- [MATERIAL]:
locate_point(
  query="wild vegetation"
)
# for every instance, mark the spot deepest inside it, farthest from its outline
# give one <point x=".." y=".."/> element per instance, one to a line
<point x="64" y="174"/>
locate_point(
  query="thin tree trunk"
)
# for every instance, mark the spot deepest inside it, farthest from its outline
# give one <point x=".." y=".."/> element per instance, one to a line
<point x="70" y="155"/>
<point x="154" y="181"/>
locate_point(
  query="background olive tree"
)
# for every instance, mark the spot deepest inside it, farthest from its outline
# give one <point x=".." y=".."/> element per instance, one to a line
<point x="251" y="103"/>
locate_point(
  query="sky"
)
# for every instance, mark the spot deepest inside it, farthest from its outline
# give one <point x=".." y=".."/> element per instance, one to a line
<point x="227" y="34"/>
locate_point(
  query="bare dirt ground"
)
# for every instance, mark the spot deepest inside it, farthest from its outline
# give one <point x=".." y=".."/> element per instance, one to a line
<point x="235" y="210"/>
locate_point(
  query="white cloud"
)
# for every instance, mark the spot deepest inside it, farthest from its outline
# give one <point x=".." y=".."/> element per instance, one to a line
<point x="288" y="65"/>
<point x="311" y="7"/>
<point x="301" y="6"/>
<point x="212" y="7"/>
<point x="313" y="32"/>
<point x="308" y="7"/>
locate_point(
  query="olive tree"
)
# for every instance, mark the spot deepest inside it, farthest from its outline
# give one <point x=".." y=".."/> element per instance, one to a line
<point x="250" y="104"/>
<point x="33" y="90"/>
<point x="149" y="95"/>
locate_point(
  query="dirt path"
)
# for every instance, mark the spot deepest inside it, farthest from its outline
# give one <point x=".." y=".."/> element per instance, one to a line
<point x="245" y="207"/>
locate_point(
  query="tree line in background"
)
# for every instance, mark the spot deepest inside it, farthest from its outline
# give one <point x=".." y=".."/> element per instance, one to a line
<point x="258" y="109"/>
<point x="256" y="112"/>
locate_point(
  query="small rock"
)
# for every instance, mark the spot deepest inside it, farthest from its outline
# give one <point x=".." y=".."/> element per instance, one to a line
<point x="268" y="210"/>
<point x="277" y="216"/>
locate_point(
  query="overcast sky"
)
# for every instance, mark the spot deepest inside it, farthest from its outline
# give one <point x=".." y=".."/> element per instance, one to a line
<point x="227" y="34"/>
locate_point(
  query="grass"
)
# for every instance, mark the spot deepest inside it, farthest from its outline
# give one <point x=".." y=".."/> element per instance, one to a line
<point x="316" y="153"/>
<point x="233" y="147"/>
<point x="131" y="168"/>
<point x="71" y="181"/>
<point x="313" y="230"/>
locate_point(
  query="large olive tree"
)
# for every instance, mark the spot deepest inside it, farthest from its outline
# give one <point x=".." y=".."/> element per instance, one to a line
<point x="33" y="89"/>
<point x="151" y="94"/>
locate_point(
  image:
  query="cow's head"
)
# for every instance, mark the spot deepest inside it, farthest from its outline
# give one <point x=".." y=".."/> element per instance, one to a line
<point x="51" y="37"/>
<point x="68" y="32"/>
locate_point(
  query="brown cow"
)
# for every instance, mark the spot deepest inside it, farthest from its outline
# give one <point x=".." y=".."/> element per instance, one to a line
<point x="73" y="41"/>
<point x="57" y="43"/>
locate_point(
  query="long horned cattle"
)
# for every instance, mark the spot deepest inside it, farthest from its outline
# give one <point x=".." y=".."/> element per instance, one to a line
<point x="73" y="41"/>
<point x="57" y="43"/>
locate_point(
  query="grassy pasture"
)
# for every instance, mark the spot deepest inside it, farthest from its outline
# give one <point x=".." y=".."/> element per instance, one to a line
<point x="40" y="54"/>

- [WHAT YOU NEED TO DO]:
List each line in the items above that contains the word "background".

- [ANSWER IN FULL]:
  query="background olive tree"
  query="tree line in background"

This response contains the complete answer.